Хулиномика. Home edition: толще, длиннее, эффективнее - Алексей Викторович Марков 7 стр.


Но вернёмся к нашим пузырям. Хотя конвертация британского госдолга в акции была добровольной, на нее согласились почти все. Конечно, там были и какие-то значимые преимущества тоже  например, государственные бумаги было очень муторно продавать (требовалось разрешение), а проценты шли первоначальному владельцу  и надо было у него их как-то выцыганить. В новых конторах с этим стало проще.

Совместно Компании Миссисипи и Южных Морей тянули аж на 11 триллионов сегодняшних долларов (6,5 и 4,5 трлн) на пике в 1720 году  это в 11 раз больше, чем Apple, или в 200 раз больше, чем Газпром.

Условие задачи | Выпишите слово в слово ту часть фрагмента о финансовых пузырях, которая открывается словами «Хулиномика. Home edition: толще, длиннее, эффективнее» и завершается словами «больше, чем Газпром.».

Извлечённый перечень |
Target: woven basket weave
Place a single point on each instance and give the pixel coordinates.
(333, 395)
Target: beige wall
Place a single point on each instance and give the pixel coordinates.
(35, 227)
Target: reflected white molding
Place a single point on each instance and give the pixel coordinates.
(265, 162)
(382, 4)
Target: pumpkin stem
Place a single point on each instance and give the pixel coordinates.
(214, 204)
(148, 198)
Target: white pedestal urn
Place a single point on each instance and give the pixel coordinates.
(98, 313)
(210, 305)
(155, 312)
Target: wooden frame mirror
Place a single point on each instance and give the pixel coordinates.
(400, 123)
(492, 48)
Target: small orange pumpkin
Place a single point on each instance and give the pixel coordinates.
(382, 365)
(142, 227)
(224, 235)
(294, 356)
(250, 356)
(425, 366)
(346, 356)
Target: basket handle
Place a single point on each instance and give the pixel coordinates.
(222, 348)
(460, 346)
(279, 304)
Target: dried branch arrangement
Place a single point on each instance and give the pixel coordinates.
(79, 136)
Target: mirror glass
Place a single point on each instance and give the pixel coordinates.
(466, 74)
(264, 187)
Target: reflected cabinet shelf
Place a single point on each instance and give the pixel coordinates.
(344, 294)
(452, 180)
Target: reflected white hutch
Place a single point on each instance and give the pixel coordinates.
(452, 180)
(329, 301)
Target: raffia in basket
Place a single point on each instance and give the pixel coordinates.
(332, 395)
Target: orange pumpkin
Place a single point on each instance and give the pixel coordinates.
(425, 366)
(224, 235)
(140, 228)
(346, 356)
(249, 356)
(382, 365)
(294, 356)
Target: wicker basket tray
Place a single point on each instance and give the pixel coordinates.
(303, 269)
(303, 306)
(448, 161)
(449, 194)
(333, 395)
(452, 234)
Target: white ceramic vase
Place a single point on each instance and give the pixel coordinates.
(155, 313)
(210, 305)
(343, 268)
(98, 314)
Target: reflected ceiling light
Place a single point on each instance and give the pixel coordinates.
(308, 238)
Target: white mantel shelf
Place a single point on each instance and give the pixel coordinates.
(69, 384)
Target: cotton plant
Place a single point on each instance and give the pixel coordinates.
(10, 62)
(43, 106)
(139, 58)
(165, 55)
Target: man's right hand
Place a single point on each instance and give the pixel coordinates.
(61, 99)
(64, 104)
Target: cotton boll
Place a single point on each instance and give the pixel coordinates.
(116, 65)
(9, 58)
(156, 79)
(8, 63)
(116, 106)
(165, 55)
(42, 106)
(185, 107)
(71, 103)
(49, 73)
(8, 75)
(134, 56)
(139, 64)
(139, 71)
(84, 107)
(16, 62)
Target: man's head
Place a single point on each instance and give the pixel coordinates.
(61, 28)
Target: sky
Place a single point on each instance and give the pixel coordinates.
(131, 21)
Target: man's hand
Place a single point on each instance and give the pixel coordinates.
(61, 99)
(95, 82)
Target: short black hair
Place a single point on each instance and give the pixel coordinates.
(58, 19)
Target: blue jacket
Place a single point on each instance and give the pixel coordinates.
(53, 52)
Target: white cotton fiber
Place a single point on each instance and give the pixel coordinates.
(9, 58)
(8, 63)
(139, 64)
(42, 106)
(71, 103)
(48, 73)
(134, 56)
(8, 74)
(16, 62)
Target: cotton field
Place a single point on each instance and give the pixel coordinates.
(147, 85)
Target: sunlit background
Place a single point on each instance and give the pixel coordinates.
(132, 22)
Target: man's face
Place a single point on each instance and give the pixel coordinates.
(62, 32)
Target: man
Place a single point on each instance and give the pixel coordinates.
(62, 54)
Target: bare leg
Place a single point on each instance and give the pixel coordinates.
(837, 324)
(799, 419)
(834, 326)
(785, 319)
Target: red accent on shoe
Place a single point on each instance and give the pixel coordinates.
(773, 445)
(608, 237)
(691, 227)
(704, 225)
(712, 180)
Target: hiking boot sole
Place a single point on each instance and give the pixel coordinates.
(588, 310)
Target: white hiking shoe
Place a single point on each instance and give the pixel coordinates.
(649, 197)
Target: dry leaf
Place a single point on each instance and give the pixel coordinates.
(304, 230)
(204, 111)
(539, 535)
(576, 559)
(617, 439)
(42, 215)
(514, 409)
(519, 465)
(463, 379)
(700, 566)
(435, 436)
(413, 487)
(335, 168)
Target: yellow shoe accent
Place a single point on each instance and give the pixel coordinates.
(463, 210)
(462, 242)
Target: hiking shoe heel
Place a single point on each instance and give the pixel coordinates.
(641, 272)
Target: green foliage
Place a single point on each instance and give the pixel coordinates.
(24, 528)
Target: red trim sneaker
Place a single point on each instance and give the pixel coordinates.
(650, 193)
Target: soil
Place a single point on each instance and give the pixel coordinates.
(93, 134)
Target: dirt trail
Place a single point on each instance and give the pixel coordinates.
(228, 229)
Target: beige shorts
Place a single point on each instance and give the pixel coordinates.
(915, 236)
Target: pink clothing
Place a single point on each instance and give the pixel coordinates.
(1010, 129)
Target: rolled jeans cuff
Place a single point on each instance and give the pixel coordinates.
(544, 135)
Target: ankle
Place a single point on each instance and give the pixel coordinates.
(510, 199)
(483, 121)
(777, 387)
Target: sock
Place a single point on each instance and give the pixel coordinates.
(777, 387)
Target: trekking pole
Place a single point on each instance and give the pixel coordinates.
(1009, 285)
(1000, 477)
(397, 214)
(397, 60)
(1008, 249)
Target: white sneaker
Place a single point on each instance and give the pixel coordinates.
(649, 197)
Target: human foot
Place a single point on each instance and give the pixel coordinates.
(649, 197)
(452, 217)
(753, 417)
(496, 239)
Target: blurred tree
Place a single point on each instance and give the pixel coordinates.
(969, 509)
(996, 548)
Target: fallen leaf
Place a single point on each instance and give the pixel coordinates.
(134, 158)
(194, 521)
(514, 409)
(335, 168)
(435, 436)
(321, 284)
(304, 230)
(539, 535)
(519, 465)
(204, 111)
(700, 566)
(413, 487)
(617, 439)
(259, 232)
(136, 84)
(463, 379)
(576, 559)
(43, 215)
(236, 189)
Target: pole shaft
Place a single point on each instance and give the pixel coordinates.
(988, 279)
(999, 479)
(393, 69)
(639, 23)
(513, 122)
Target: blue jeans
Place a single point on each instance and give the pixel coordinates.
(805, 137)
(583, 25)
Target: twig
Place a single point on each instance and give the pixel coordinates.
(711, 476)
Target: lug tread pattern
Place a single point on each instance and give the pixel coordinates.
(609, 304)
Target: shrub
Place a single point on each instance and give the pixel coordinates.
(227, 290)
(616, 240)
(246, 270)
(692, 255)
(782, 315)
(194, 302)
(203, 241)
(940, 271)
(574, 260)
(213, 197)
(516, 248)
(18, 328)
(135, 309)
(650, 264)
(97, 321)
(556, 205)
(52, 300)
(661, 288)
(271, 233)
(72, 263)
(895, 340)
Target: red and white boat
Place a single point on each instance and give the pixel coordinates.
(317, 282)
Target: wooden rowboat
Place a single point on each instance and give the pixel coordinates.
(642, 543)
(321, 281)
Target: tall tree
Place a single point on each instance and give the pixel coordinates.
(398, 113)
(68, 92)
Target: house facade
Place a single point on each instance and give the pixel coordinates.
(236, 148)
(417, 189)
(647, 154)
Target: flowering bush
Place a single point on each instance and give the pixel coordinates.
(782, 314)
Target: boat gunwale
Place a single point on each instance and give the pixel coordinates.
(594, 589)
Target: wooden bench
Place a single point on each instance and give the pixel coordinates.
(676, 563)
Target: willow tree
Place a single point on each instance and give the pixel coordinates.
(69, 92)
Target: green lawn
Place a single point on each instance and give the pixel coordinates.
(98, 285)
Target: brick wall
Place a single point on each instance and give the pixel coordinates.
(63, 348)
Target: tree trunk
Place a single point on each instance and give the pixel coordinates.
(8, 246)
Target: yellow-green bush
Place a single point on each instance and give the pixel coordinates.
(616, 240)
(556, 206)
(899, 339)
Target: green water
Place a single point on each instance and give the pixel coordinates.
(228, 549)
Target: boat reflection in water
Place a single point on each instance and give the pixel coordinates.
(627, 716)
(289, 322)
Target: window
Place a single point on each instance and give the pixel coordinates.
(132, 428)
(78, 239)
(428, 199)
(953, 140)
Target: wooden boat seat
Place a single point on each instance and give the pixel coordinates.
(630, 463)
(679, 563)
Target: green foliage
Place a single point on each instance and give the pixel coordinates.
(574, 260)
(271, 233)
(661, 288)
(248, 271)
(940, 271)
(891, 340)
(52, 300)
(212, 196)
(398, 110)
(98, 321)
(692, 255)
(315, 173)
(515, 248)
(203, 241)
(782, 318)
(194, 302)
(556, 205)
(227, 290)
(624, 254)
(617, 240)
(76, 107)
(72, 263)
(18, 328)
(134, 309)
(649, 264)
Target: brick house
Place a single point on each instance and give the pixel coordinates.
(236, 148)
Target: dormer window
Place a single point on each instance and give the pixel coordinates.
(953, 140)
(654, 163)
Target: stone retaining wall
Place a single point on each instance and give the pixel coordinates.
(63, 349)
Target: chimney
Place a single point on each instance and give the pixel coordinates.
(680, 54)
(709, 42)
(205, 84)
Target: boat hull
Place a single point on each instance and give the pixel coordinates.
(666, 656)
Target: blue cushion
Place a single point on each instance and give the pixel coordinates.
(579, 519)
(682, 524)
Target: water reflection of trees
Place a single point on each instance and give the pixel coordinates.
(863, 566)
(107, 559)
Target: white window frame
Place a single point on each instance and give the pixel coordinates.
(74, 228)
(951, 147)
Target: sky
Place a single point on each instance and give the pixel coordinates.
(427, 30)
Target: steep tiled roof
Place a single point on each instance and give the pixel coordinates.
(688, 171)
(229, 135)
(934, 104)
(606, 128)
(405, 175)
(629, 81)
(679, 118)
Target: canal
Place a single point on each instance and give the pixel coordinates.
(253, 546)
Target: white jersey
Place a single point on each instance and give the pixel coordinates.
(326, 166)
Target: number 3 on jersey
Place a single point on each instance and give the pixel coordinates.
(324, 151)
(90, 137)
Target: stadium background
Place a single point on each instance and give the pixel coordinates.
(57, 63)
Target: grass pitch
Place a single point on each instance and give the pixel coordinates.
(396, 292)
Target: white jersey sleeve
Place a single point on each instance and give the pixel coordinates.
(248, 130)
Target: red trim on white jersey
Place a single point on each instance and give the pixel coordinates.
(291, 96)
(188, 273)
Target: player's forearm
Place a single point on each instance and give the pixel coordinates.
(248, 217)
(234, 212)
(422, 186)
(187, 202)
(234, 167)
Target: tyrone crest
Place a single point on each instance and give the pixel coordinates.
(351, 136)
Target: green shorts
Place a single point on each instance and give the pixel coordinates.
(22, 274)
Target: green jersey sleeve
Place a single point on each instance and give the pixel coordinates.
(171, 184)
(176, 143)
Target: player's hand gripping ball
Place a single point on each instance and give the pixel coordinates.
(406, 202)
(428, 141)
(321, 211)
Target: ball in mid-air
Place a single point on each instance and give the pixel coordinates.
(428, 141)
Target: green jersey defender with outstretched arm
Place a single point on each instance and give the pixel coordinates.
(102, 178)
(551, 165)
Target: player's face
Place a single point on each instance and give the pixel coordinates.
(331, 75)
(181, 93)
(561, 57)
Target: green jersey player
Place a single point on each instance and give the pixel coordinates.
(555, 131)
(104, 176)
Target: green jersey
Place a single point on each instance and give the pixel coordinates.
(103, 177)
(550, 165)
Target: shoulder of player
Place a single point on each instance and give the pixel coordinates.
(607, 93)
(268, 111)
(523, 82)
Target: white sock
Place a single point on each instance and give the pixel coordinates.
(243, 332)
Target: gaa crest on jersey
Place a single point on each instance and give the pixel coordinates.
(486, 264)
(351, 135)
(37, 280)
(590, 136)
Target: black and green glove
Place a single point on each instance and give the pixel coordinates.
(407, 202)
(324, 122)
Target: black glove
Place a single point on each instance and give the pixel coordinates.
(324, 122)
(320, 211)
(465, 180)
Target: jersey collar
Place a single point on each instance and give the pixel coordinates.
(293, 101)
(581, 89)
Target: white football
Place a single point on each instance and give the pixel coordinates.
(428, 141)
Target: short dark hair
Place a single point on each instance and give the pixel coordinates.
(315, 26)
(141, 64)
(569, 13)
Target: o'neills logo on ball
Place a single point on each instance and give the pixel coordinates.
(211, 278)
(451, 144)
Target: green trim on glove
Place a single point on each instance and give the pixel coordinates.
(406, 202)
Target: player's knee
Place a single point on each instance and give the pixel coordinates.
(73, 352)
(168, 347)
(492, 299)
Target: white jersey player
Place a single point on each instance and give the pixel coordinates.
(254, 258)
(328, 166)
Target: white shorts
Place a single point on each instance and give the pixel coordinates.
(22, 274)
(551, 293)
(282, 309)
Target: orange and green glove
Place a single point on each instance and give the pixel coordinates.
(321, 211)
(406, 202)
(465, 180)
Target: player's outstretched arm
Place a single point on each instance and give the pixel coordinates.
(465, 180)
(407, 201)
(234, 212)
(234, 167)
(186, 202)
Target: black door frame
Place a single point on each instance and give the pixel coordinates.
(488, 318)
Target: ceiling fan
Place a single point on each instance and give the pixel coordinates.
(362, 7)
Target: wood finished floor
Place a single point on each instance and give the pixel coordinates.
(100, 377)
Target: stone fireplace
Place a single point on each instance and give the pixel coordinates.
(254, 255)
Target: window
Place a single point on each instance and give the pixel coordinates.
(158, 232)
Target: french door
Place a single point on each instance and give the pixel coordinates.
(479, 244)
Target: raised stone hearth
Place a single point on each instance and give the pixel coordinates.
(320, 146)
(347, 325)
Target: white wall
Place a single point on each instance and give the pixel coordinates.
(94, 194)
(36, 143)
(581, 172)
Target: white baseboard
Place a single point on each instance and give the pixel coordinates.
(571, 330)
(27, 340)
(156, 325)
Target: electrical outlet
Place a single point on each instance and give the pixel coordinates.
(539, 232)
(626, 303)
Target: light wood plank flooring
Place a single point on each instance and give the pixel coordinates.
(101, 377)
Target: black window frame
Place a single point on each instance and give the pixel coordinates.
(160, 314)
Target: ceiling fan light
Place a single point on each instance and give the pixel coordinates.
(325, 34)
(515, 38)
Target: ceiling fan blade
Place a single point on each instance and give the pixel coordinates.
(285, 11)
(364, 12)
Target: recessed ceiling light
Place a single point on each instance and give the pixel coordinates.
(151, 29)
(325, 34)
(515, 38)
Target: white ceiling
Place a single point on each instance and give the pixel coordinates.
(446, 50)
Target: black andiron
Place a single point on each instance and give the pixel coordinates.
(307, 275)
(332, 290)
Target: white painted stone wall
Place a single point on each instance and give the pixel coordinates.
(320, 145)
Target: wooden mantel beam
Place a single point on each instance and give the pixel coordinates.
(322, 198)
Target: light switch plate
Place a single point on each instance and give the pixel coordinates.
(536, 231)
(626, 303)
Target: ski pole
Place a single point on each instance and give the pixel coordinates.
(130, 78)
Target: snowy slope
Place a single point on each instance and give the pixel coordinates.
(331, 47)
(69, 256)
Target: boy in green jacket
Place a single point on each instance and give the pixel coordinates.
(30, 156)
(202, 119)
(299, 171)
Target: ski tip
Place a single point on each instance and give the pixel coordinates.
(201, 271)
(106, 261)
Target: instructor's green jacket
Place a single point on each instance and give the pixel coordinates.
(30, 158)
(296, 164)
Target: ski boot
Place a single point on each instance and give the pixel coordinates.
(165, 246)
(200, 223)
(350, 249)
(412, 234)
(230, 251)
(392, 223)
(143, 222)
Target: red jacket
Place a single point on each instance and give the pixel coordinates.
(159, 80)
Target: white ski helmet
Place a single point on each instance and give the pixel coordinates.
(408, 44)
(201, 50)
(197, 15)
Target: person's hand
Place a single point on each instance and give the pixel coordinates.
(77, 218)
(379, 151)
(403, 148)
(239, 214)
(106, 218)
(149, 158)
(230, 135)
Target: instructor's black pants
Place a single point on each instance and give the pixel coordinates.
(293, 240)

Ответ ниже |
Хулиномика. Home edition: толще, длиннее, эффективнее - Алексей Викторович Марков 7 стр.


Но вернёмся к нашим пузырям. Хотя конвертация британского госдолга в акции была добровольной, на нее согласились почти все. Конечно, там были и какие-то значимые преимущества тоже  например, государственные бумаги было очень муторно продавать (требовалось разрешение), а проценты шли первоначальному владельцу  и надо было у него их как-то выцыганить. В новых конторах с этим стало проще.

Совместно Компании Миссисипи и Южных Морей тянули аж на 11 триллионов сегодняшних долларов (6,5 и 4,5 трлн) на пике в 1720 году  это в 11 раз больше, чем Apple, или в 200 раз больше, чем Газпром.